→ PAGE EXTRACT

○ ○ ○ ○ ○ ○ ○

Yellow – purple complementary scheme

purple-yellow complementary color scheme in a degas painting.
Edgar Degas, Dancers Practicing at the Barre

In this Degas painting we see a different kind of complementary color scheme – yellow and purple. The floor is a muted purple color, while the wall is yellow (including a yellow bow on the ballerina).

Having these two complementary colors makes the painting more dynamic by creating an intense color interaction. Our eye first goes to the area where the two complementary colors meet – the dancers. Again, you see here how the artist used complementary colors to guide the eye.

Red – green complementary scheme

red-green complementary color scheme in a Cezanne painting
Cezanne, Still Life with apples and a tube of paint

Last but not least we have a still life painting by Cezanne. The complementary color scheme used here is red and green. We have a painting that has a foreground and background that is mainly made up of green or light green. The apples range between deep red and orange.

In a complementary color scheme painting, you’ll never have a piece that is made up of solely 2 complementary colors . Rather, there will be a range – and most likely some other colors mixed in as well.

○ ○ ○ ○ ○ ○ ○

→ GIVEN ENTRIES
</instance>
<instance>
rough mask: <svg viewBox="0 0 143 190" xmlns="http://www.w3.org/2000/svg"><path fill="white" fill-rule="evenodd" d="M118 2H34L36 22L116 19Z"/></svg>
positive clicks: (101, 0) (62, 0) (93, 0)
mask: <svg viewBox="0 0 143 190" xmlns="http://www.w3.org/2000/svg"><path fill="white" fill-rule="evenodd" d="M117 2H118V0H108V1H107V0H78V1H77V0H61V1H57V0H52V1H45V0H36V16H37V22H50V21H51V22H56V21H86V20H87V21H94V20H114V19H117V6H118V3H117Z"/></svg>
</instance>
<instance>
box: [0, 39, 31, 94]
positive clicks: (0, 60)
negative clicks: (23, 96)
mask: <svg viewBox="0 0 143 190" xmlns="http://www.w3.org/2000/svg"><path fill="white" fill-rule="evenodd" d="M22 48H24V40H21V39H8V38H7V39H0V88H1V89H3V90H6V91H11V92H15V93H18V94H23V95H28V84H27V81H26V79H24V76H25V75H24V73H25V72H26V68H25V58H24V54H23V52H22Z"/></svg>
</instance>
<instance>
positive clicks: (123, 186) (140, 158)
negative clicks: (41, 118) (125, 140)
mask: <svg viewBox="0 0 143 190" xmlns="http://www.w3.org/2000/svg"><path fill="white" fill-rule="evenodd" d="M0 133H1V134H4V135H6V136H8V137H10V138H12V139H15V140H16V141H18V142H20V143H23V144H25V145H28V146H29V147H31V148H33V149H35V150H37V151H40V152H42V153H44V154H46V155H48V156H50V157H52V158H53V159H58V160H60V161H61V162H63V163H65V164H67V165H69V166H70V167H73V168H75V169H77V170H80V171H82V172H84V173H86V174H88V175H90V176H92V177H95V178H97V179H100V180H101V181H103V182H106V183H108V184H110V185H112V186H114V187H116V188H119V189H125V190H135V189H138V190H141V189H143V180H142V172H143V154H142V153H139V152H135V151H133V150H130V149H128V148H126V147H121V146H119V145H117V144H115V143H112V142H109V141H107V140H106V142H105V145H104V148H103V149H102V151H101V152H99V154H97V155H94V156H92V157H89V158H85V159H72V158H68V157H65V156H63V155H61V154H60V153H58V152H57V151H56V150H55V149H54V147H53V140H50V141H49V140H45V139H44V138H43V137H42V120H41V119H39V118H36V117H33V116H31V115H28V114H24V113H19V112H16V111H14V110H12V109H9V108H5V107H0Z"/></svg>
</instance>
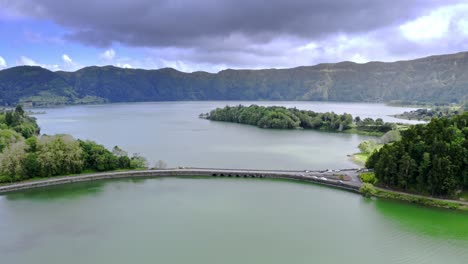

○ ○ ○ ○ ○ ○ ○

→ EXERCISES
A) In the excerpt on complementary color schemes, what color is the floor in the Degas painting?
B) Translate this sentence from the excerpt on complementary color schemes into Spanish: "The apples range between deep red and orange."

→ SOLUTIONS TO EACH TASK
A) A muted purple.

B) Las manzanas varían entre el rojo intenso y el naranja.